__PAGE__:
* * * * *

Photo credit: Wiki Commons.

How on earth do Republicans expect to recapture the White House or gain control of both houses of Congress when the party has just received an approval rating of less than 25 percent of the American people, according to recent polls?

The party is in trouble because the far right -- from the Reagan era through the present -- has been so aggressive. And now, the extreme right has disgraced the Republicans by shutting the government and risking financial dishonor for the nation, even though a majority of Americans have expressed their outrage regarding these tactics in very clear terms. But majority wishes mean nothing to the radical right.

A half century ago, the Republican Party contained a significant range of opinion. Conservative Republicans like Barry Goldwater rubbed shoulders with moderates like Gerald Ford and liberals like Jacob Javits. The cost of this diversity within the party was tension, but its benefit to the Republicans was flexibility: depending on the moods of the voters, the party was positioned to offer different options. And its moderate center was firmly committed to the practical maintenance of government programs that most Americans had decided they wanted -- programs that, according to their own real-life experience, seemed useful or even indispensable.

Two years into his first term in the presidency, Dwight D. Eisenhower -- the first Republican president to be elected in twenty years -- told his brother Edgar what he thought of Republicans who wanted to shrink the size of the federal government to what it had been before the twentieth century.

* * * * *

__MATERIALS PROVIDED__:
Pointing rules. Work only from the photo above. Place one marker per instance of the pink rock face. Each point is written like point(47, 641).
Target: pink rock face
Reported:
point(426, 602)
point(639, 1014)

* * * * *

__GIVEN INSTRUCTION 1__: In the essay on the Republican Party, what approval rating did the party recently receive?
__GIVEN INSTRUCTION 2__: Update the listing above by replacing "pink rock face" with "gray rock face" wherever it occurs, and leave the rest of the listing unchanged.

__CORRECT OUTPUT 1__: Less than 25 percent of the American people.

__CORRECT OUTPUT 2__:
Pointing rules. Work only from the photo above. Place one marker per instance of the gray rock face. Each point is written like point(47, 641).
Target: gray rock face
Reported:
point(426, 602)
point(639, 1014)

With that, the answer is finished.